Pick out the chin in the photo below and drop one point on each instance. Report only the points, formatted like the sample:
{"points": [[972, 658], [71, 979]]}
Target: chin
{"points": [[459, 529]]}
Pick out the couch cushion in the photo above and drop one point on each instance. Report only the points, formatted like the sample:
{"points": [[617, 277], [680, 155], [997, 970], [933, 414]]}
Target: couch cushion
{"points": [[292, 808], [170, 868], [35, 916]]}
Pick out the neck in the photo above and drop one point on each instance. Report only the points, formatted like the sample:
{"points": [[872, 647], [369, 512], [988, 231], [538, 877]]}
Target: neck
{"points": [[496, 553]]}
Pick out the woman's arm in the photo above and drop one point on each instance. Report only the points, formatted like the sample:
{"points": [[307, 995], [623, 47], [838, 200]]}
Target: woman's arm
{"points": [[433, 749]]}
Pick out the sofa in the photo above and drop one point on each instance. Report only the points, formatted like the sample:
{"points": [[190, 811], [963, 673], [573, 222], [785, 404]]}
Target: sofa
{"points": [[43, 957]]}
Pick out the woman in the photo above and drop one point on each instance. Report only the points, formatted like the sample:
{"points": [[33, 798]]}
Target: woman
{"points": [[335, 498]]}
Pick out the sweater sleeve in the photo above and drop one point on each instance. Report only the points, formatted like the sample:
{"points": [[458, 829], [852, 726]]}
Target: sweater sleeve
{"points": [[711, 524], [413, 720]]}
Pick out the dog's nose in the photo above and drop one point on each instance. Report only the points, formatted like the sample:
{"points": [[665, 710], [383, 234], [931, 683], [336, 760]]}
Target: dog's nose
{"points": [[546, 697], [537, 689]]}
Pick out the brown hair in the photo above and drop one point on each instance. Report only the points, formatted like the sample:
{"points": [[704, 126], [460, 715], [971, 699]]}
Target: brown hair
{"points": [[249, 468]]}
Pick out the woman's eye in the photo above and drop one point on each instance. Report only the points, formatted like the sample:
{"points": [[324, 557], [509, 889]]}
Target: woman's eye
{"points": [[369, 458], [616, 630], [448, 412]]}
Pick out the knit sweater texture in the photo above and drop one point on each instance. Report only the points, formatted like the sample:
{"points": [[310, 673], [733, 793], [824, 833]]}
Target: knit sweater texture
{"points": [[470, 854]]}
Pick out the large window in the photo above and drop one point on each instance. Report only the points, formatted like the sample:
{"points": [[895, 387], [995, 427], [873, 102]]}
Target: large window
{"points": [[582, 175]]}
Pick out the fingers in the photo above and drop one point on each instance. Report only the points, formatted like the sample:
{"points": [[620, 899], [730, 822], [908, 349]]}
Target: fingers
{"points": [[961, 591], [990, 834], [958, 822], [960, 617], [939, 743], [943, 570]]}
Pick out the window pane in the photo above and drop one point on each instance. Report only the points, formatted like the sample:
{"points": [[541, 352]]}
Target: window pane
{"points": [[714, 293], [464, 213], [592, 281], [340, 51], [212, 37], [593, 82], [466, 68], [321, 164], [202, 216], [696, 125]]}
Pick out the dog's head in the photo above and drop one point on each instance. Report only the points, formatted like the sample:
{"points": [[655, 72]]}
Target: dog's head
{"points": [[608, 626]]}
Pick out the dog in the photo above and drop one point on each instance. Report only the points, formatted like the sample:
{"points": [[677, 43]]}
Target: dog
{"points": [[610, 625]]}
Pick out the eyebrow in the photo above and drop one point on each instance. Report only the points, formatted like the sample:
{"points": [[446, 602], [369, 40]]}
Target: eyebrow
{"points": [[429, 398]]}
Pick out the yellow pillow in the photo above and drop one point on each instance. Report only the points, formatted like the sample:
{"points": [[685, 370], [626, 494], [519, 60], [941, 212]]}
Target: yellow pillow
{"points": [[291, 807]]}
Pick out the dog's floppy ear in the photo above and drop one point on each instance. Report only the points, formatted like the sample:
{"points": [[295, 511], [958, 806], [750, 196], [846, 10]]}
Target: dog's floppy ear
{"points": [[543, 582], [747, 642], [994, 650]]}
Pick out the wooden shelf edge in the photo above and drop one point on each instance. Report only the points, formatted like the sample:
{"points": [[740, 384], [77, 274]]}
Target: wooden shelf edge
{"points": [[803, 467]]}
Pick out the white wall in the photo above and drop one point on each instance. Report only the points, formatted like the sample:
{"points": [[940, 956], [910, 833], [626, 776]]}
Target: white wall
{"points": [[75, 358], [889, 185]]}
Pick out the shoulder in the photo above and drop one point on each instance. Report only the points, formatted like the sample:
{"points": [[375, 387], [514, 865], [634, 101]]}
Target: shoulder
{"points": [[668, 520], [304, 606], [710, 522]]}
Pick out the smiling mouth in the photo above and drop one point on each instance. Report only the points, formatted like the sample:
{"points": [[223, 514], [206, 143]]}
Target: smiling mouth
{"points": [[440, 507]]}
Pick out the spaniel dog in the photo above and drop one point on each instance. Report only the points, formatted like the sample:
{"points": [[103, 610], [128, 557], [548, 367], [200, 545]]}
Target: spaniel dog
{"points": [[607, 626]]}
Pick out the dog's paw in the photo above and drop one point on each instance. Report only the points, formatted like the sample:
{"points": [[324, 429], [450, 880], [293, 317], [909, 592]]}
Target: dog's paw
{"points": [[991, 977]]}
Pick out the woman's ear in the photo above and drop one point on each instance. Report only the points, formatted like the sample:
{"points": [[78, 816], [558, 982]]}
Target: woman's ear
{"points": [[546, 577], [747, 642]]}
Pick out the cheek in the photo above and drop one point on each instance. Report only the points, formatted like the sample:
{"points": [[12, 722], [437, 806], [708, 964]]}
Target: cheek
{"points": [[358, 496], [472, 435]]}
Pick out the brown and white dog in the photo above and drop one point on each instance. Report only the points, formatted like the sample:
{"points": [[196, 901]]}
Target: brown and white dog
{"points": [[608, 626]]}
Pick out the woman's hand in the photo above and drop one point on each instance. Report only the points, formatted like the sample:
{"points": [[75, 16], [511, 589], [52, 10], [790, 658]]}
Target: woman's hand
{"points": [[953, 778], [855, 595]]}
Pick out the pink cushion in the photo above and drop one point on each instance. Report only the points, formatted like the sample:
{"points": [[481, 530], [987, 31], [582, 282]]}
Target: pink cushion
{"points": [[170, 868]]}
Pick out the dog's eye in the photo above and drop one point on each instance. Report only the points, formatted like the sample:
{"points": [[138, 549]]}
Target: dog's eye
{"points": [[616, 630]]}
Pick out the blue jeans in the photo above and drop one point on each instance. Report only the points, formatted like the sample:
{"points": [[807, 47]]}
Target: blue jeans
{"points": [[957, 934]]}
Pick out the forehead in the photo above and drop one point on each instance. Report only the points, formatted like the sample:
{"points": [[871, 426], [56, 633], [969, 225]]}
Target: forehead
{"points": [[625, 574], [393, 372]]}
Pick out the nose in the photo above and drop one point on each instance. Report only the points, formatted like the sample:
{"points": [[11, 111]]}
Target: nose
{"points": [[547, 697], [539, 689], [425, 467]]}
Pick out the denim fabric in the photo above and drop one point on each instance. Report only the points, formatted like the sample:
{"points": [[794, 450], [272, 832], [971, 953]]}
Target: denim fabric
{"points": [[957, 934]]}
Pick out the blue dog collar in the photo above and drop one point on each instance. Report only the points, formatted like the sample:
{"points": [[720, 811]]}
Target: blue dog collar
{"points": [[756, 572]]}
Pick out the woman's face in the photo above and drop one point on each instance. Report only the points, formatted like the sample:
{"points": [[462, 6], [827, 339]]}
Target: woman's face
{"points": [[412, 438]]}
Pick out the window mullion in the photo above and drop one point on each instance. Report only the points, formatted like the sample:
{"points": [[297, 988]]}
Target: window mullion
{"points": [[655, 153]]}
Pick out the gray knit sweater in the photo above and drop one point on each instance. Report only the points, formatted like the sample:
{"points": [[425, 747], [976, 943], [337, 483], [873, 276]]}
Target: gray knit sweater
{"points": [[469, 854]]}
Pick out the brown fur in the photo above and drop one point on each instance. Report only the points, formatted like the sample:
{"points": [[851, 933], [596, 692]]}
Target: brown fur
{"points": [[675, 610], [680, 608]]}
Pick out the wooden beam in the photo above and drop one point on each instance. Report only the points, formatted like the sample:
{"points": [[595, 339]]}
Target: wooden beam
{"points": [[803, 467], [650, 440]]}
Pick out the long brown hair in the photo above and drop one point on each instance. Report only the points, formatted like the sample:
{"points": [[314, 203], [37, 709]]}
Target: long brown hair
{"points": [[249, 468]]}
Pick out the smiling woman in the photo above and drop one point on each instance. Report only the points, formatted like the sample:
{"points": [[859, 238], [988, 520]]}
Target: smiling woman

──────────

> _AIM OF THE EXERCISE_: Convert the lines above, starting with the one containing "Pick out the smiling woman" and ending with the last line, into a JSON list of strings, one string per line, leaving out blank lines.

> _TASK SOLUTION_:
[
  "Pick out the smiling woman in the photo above and drop one point on each instance. Report only the points, formatted like the sample:",
  "{\"points\": [[859, 238], [988, 520]]}",
  "Target: smiling woman"
]